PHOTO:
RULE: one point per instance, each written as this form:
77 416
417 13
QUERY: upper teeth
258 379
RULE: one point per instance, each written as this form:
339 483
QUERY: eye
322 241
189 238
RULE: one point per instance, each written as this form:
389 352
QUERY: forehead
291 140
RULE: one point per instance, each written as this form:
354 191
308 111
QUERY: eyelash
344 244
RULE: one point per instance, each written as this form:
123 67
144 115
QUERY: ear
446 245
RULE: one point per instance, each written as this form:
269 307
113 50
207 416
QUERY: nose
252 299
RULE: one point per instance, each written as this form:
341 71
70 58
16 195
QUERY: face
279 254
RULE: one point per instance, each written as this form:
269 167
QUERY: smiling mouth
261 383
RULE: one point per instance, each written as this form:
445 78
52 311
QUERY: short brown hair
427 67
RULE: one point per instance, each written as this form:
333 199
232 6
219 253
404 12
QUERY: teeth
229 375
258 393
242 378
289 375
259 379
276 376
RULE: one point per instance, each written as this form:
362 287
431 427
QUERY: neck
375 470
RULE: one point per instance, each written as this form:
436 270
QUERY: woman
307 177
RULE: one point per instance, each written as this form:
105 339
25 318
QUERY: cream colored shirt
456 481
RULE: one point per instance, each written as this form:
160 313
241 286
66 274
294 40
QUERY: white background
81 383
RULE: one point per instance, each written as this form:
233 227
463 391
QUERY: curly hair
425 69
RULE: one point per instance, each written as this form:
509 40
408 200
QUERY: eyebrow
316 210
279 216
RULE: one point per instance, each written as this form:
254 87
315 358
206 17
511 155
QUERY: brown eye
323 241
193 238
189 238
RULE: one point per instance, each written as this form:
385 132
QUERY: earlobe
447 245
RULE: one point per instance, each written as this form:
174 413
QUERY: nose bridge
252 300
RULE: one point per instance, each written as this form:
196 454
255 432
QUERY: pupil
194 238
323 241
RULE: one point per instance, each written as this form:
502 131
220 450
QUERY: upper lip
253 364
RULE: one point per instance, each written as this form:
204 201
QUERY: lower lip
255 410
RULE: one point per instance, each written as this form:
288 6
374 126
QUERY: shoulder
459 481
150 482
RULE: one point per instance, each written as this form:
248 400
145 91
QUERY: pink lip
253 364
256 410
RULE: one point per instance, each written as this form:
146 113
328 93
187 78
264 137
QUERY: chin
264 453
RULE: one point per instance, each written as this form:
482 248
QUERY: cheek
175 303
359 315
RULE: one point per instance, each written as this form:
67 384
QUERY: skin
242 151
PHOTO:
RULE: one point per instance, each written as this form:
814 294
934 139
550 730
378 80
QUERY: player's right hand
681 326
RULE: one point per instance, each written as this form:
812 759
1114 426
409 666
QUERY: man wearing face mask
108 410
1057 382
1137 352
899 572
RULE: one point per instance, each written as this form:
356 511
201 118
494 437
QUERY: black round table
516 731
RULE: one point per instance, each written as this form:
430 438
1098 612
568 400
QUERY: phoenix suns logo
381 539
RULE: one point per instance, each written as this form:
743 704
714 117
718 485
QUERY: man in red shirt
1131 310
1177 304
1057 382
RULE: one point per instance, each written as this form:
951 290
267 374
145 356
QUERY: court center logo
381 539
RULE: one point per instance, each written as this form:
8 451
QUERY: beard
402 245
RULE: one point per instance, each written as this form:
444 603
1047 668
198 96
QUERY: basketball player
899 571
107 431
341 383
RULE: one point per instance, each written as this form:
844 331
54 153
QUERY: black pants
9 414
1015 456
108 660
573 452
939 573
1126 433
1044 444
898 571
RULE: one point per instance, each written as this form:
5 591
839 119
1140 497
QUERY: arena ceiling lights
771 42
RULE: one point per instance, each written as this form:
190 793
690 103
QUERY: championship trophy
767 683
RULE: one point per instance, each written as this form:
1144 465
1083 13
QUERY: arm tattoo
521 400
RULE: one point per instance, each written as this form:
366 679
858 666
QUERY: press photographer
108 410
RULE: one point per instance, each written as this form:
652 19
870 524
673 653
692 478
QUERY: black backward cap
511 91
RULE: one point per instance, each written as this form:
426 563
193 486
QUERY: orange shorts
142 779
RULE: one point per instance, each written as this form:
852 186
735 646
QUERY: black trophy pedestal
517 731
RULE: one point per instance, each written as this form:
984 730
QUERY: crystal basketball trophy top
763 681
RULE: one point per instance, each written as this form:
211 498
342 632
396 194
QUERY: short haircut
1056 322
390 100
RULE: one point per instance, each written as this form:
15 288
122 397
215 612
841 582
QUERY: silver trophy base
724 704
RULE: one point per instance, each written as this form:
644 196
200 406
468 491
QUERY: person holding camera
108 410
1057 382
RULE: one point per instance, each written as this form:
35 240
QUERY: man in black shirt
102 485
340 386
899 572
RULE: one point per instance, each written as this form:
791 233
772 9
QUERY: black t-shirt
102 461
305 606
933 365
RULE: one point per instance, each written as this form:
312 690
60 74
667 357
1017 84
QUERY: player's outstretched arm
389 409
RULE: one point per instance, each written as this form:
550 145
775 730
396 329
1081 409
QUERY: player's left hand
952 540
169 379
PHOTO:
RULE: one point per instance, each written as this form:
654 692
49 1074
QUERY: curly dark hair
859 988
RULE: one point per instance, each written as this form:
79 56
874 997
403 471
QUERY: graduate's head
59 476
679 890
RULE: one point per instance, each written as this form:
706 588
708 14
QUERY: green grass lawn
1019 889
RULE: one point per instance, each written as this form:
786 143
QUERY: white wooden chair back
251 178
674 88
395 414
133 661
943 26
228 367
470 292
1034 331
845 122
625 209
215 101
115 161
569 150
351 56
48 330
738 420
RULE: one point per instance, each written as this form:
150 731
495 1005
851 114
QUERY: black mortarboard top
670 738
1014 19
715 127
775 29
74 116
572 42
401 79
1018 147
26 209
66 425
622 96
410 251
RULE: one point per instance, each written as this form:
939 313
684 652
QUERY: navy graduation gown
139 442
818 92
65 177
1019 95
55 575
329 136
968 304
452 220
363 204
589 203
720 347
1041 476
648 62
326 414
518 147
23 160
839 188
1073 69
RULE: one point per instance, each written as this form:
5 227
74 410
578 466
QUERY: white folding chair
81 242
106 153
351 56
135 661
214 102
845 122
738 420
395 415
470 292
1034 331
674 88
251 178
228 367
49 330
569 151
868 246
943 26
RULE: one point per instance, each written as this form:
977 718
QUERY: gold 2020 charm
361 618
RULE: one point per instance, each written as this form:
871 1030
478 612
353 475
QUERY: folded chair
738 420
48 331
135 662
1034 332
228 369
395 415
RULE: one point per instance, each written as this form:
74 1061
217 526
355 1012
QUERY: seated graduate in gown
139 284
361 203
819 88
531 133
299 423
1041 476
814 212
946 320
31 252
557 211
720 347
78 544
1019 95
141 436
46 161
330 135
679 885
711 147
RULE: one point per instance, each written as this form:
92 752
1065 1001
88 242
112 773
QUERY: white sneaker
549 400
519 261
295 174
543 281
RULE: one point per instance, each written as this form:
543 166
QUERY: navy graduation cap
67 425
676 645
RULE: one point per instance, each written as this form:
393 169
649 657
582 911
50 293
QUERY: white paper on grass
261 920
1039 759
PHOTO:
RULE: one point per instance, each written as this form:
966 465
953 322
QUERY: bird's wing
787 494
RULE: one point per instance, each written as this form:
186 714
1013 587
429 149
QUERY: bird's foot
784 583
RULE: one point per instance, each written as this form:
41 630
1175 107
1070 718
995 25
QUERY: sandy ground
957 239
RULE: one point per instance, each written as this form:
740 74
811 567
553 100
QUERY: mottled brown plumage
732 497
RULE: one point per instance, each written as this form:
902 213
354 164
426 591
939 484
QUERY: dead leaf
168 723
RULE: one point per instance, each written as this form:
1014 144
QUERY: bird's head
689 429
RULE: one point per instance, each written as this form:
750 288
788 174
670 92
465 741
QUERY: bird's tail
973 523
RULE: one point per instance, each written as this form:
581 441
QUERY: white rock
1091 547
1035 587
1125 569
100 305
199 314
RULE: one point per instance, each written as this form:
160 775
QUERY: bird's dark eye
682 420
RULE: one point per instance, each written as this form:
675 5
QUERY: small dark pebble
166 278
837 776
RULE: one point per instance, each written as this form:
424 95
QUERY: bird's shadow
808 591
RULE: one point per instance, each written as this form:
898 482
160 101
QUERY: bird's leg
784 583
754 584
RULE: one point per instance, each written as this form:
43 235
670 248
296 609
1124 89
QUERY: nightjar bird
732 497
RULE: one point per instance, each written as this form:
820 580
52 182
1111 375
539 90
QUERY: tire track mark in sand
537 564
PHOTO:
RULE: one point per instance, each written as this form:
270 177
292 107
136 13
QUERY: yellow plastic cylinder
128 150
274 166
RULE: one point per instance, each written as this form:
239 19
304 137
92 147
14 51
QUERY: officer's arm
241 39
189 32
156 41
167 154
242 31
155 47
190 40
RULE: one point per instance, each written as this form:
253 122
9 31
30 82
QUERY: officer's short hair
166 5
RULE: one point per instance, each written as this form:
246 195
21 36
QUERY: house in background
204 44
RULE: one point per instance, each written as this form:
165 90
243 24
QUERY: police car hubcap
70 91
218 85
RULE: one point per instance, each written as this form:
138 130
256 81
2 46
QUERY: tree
—————
● **Aim**:
Gather every line in the rows above that contains the word "officer". Case counts, so a line matches only when the word appears in that same capitalization.

● **Correct answer**:
QUERY: officer's arm
QUERY: officer's short hair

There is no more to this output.